__Work to complete__
Every line of the material is to be repeated exactly as it stands.

__Recorded information__

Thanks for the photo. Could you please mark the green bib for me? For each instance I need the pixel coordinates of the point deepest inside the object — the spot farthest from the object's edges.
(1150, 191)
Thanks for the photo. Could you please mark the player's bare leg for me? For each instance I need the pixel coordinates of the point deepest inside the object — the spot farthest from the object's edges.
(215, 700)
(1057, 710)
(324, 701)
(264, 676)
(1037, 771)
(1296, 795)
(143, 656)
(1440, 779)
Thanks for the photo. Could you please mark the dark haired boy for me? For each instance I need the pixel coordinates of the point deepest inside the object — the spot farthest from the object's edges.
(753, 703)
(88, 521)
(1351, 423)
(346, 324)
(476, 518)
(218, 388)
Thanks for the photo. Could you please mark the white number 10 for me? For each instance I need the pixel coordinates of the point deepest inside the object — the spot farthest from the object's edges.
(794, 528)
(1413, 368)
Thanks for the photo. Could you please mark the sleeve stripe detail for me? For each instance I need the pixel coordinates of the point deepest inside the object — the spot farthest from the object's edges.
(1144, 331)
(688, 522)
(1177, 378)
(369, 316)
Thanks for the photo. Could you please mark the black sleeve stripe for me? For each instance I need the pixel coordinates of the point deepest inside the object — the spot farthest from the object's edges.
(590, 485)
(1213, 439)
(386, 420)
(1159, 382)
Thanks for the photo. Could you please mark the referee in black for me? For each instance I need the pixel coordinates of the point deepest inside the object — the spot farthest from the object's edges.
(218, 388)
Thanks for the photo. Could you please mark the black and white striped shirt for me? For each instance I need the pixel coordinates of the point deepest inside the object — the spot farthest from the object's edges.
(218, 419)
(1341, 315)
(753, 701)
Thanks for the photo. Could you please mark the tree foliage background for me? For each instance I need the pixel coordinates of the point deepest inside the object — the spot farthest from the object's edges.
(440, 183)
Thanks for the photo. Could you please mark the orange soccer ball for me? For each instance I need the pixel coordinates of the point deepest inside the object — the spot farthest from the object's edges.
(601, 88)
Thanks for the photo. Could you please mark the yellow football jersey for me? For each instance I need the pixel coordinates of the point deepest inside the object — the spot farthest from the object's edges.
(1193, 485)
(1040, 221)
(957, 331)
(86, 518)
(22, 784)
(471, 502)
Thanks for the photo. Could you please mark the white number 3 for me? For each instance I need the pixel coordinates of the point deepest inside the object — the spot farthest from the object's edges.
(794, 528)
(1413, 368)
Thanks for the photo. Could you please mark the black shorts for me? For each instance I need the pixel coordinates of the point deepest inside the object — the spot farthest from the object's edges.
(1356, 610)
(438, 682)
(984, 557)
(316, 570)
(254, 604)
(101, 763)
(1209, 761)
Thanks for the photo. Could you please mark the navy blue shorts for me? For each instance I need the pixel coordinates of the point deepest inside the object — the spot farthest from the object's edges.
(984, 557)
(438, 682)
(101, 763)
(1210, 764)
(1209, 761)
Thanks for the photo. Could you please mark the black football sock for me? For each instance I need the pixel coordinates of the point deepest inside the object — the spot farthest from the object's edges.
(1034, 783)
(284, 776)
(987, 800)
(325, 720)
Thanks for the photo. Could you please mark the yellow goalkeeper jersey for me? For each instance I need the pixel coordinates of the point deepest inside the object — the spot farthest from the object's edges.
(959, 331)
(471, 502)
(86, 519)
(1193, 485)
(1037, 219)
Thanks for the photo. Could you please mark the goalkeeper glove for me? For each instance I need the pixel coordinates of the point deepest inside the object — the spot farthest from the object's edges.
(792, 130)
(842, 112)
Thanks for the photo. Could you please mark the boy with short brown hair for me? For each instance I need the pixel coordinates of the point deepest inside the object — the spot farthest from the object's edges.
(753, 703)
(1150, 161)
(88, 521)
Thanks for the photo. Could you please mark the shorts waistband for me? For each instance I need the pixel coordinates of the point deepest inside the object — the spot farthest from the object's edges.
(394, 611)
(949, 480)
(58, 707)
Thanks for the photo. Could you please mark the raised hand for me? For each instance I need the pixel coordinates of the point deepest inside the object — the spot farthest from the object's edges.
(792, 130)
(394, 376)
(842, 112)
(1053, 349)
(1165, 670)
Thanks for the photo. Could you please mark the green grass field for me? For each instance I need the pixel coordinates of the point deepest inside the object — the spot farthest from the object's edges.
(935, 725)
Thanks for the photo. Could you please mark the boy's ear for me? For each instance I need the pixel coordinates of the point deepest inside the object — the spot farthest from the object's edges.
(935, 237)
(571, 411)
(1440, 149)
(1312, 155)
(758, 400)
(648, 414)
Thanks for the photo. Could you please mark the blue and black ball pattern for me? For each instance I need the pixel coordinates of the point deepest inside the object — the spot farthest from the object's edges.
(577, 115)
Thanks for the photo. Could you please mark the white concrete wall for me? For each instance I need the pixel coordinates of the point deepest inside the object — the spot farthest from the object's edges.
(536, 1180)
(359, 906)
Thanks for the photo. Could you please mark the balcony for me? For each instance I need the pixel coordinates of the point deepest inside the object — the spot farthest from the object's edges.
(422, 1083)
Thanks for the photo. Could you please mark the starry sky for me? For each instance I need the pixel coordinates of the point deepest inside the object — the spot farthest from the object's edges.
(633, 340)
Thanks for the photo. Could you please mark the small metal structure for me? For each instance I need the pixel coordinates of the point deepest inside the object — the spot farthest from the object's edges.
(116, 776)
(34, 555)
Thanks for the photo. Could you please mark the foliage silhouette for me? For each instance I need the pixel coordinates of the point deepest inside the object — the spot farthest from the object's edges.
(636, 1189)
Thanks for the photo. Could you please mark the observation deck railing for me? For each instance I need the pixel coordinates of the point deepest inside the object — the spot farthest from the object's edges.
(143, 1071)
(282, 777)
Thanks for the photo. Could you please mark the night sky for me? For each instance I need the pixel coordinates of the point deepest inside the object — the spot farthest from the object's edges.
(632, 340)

__Output for this task__
Thanks for the photo. Could you please mark the green bib for me? For each instance I need the pixel coordinates of the point deepest inside the object — the spot farthest from the object's edges.
(1150, 191)
Thanks for the photo. Could you please mark the player's bare leg for me? For each instance I need the pixel coordinates of the point deepest inside the object — the spot farthest from the object's edges.
(215, 700)
(1057, 710)
(324, 701)
(264, 676)
(1037, 771)
(1296, 795)
(143, 656)
(1440, 779)
Thanks for the photo. Could you please mark the dark haired boy for me? For each instance I need the pixel coordinates of the point deepest inside the object — the spot farthest from the object's edges.
(753, 703)
(88, 521)
(1351, 423)
(346, 324)
(476, 518)
(218, 388)
Thanks for the photo. Could you please mark the white number 10 for me? For each instance I need the pixel coordinates of the point deepest inside the object — the spot farthest from the object's edges.
(794, 528)
(1413, 368)
Thanks for the photo. Could you please mark the sleeve stripe detail for me? For each instance I need the pixel coordinates of the point deepest inside the object — the spot farthest from the object's edges.
(1144, 331)
(688, 522)
(1177, 378)
(369, 316)
Thanks for the photo. Could you please mark the black sleeve stripe for me? For each instance I need the pixel coordinates of the point deepest inside the object — the spot farthest from the object's edges.
(590, 485)
(1213, 439)
(386, 420)
(1159, 382)
Thanks for the photo. Could you please mark the referee in black for me? For each instance I need the pixel coordinates of the point deepest inside the object — the spot farthest from the object's edges.
(218, 388)
Thanks for the photo. Could you please mark the black and white striped shirt for me? For each instance I need the pixel coordinates of the point deepest inside the object — the spot farthest from the object's edges.
(218, 419)
(1341, 315)
(753, 701)
Thanks for the photo. Could you please mark the tree foliage background for me? For each instance I need the pixel coordinates of the point deepest inside the object — the spot farthest from the object's edges.
(440, 183)
Thanks for the photo. Could you please mark the orange soccer ball for me? For each instance I need the pixel coordinates of the point deepest inside the object — the spot farthest from the object's edges.
(601, 88)
Thanks for the photo. Could you please mark the yellow football jersey for me? For each instance I need the pixel coordinates of the point deepest inside the object — the spot farthest from the object's edges.
(1193, 485)
(1040, 221)
(957, 331)
(86, 518)
(22, 784)
(471, 502)
Thanks for the photo. Could you please mark the white number 3 for me? For each instance I need the pixel coordinates of the point deepest inside the object — the spot farthest from the object's edges.
(794, 528)
(1413, 368)
Thanks for the photo. Could you please mark the black shorts for me? For each instance I need the pixel coordinates of the point deepest inside the object — the spot farthest from the object's edges.
(1356, 610)
(438, 682)
(984, 557)
(316, 570)
(254, 604)
(101, 763)
(1209, 761)
Thanks for the photo. Could you please mark the navy blue shorts for me? For each instance I need the pixel coordinates of the point deepest inside the object — the spot farthest from the object's edges.
(984, 557)
(438, 682)
(101, 763)
(1210, 764)
(1209, 761)
Thanks for the photo. Could you please mark the black football sock for me? For each instance I need the pixel coordinates of the point deepest inside the object — the spot farthest from the object's edges.
(1034, 783)
(284, 776)
(987, 800)
(325, 720)
Thanks for the photo. Could you please mark the yellow goalkeeper jersey for me? For each instance I need the pixel coordinates of the point deepest inside the object — the spot farthest from the object's edges.
(959, 331)
(471, 502)
(86, 519)
(1193, 485)
(1037, 219)
Thanks for the photo. Could you please mark the goalkeeper glove for me? For each instance I need the pixel coordinates of the point deepest inside the object — the spot farthest from the object's edges.
(792, 130)
(842, 112)
Thanks for the photo. Could you please mark the boy with short brown hair for me? For each instance I need the pixel coordinates of the point deepest inside the object — the spot farthest from the object's edges.
(753, 703)
(1150, 161)
(88, 521)
Thanks for the photo. Could you please mark the shorts waistband for me? For each instance I need the pixel coordinates of the point deepest inside the object — the spot farthest from the object's edges.
(394, 611)
(949, 480)
(58, 707)
Thanks for the photo. Could you please mark the raised hand for me? For each instance I need the pixel coordinates of the point deepest inside the object — the spot farthest from the object's edges.
(792, 130)
(394, 376)
(842, 112)
(1053, 349)
(1165, 670)
Thanks for the photo. Could you please mark the green grass field for me? For each instance I need the pixel coordinates of the point deepest inside the object — the spot farthest from the object's edges.
(935, 725)
Thanks for the photo. Could you please mark the boy's ear for me? For each instance I need the pixel coordinates of the point deepest inside the object — the spot farthest from the object's edges.
(935, 237)
(571, 411)
(1440, 149)
(1312, 155)
(758, 400)
(648, 414)
Thanks for the photo. Could you please mark the blue and black ball pattern for me? For each instance I need the pixel coordinates of the point deepest inside the object — the spot farthest from the object's edges.
(577, 115)
Thanks for the photo. Could you please mark the white concrete wall for me? For each instance I need the pixel coordinates of the point deepest inside the object — the spot farthest from the object's edges.
(536, 1180)
(359, 906)
Thanks for the photo. Could you please mark the balcony for me? For each instance I need the pixel coordinates of the point deepest inside the object — the spot farthest from the object's edges.
(422, 1083)
Thanks for the photo. Could you please mark the starry sky for me? For each instance I need the pixel coordinates of the point deepest inside the object — the spot farthest from the object's edges.
(633, 340)
Thanks for the photo. Could you please mark the small metal structure for me? For each instance I need the pixel coordinates of the point deepest inside the object — the spot farthest from the object's edges.
(116, 776)
(34, 555)
Thanks for the photo. Could you please mark the foliage silhouette for me? For each instance I need the pixel coordinates of the point deepest inside the object — the spot farthest from the object's edges.
(636, 1189)
Thanks for the photo. Could you please mark the observation deck railing for me? For each instance I need the pixel coordinates of the point deepest inside the object — the spot farthest from the object's edges.
(143, 1071)
(282, 777)
Thanks for the photo. Could you please mark the night sky for me? For each instance I need the pixel coordinates of the point deepest inside the object — the spot farthest from the object's edges.
(632, 340)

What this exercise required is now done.